_TAREA BREVE 1_
Responde con datos del fragmento sobre delegar nuestra vida en otros:
(a) ¿En quiénes delegamos los primeros años de vida?
(b) ¿Qué nos ha hecho olvidar la costumbre de contemplar el paisaje desde una ventana?
(c) ¿Qué se señala como nuestro más preciado bien?
_TAREA BREVE 2_
Sustituye "libertad" por "autonomía" y copia el pasaje del fragmento sobre delegar nuestra vida que abre con las palabras "Obviamente aquí no" y cierra con "sin pedir explicaciones.".
_TAREA BREVE 3_
Prosigue el ensayo sobre delegar nuestra vida en otros a partir de su última frase.

_FRAGMENTO_

........

Tal vez sea
el miedo de hacernos cargo de nuestra propia existencia lo que nos lleva a
dejar en manos ajenas el rumbo de nuestra vida, al completo, en todos y cada
uno de sus ámbitos. Quizá sea por ello que delegamos, a ciegas, insensatos,
importándonos poco o nada las decisiones que tomen por nosotros.
Delegamos, en primer lugar, sin
decidirlo y por obligación biológica, los primeros años de vida a nuestro
padres, que intentan hacerlo lo mejor posible para que algún día podamos vivir,
o sobrevivir, sin su ayuda y compañía. El problema es que muchos se conforman con
el calor del hogar y la comodidad de depender de otros, trazando los senderos de
su vida siempre a la búsqueda de un buen resguardo en el que cobijarse,
temerosos de caminar a la intemperie. No somos conscientes del disfrute del
aire chocando contra nuestras mejillas, no estamos preparados para percibir
tanta belleza en la soledad que el mundo nos pone delante. La costumbre de contemplar
el paisaje desde una ventana, nos has hecho olvidar que solo necesitamos un
paso para sumergirnos en él.
Obviamente aquí no termina todo,
pues continuamos delegando hasta más no poder, desde la educación de nuestros
hijos a una escuela cuya competencia no es ésa, hasta nuestras decisiones, de
todo tipo, para que otros nos digan qué hacer, decir o, incluso, sentir. De
manera que podemos perfectamente pasar de puntillas por la vida, sin hacernos
cargo de nada, sin responsabilidades ni deberes, sin la presión de dar rumbo a
nuestro proyecto personal de construcción de una identidad propia. Cedemos
nuestro más preciado bien, la libertad, para que otros se hagan cargo de ella, estibada
de lastres vacíos que mucho pesan y poco aportan.
Incapaces de tener ideas propias,
acudimos a otros para que nos digan las suyas, y lo hacemos sin pedir explicaciones.

........

_MATERIAL FACILITADO_
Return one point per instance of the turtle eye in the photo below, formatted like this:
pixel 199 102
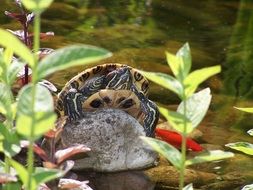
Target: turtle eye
pixel 107 100
pixel 96 103
pixel 128 103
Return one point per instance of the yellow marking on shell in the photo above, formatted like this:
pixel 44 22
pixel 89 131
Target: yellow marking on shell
pixel 102 70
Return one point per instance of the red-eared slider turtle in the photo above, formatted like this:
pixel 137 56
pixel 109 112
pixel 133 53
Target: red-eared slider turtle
pixel 109 85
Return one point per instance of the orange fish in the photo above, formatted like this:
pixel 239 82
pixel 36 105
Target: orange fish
pixel 175 139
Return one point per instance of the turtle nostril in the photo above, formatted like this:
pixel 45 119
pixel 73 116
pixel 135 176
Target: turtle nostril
pixel 97 103
pixel 120 99
pixel 128 103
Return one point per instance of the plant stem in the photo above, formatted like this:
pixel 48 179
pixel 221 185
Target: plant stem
pixel 25 27
pixel 34 80
pixel 183 147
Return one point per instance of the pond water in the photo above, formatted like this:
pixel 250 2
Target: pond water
pixel 138 32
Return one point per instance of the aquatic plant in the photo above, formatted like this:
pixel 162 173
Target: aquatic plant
pixel 244 147
pixel 189 113
pixel 31 114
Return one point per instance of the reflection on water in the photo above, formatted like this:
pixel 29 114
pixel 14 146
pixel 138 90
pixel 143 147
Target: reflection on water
pixel 138 32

........

_RESULTADO 1_
(a) En nuestros padres.
(b) Que solo necesitamos un paso para sumergirnos en él.
(c) La libertad.

_RESULTADO 2_
Obviamente aquí no termina todo,
pues continuamos delegando hasta más no poder, desde la educación de nuestros
hijos a una escuela cuya competencia no es ésa, hasta nuestras decisiones, de
todo tipo, para que otros nos digan qué hacer, decir o, incluso, sentir. De
manera que podemos perfectamente pasar de puntillas por la vida, sin hacernos
cargo de nada, sin responsabilidades ni deberes, sin la presión de dar rumbo a
nuestro proyecto personal de construcción de una identidad propia. Cedemos
nuestro más preciado bien, la autonomía, para que otros se hagan cargo de ella, estibada
de lastres vacíos que mucho pesan y poco aportan.
Incapaces de tener ideas propias,
acudimos a otros para que nos digan las suyas, y lo hacemos sin pedir explicaciones.

_RESULTADO 3_
Simplemente actuamos como esponjas que se empapan del planteamiento que más les
agrada, el más afín a otros gustos también inauténticos. Así, posteriormente,
estaremos en disposición de defender a capa y espada, contra viento y marea, lo
que nos han dicho, aún sin haberlo llegado a entender. No somos más que el eco
de ideas que no nos pertenecen y, sin embargo, nos duele como una ofensa
personal el que alguien las critique. Pensamos, equivocadamente, que cuando
alguien ataca nuestras ideas nos está atacando a nosotros. Pero no, no somos
nuestras ideas, aunque no corresponda aquí seguir con aquello que realmente nos
configura.
Delegamos, venía diciendo, la mayor
parte de nuestro ser, para convertirnos en un etéreo ente, de fantasmagórica
apariencia, en el que se reúnen todos y cada uno de los aspectos que hemos depositado
en manos ajenas. Preferimos, en lugar de hacernos cargo de nuestra existencia
del modo que realmente queremos (cosa que exige reflexión y pararse a pensar,
claro), constituirnos en acciones que hicimos sin saber por qué, en palabras
que no quisimos pronunciar y en emociones que nunca sentimos. La primera
persona del singular está tan grabada a fuego en lo que somos, que necesitamos
creer que existe ese débil y volátil espectro al que llamamos yo, aunque no tenga nada de uno mismo,
para no caer derrumbados, vencidos por el temor que supondría darnos cuenta de
que lo auténtico de nuestra vida consiste en crear caminos sobre el vacío abismo
que constituye nuestro futuro. Somos nada, y por ello, tenemos en nuestras
manos el poder de construirlo todo.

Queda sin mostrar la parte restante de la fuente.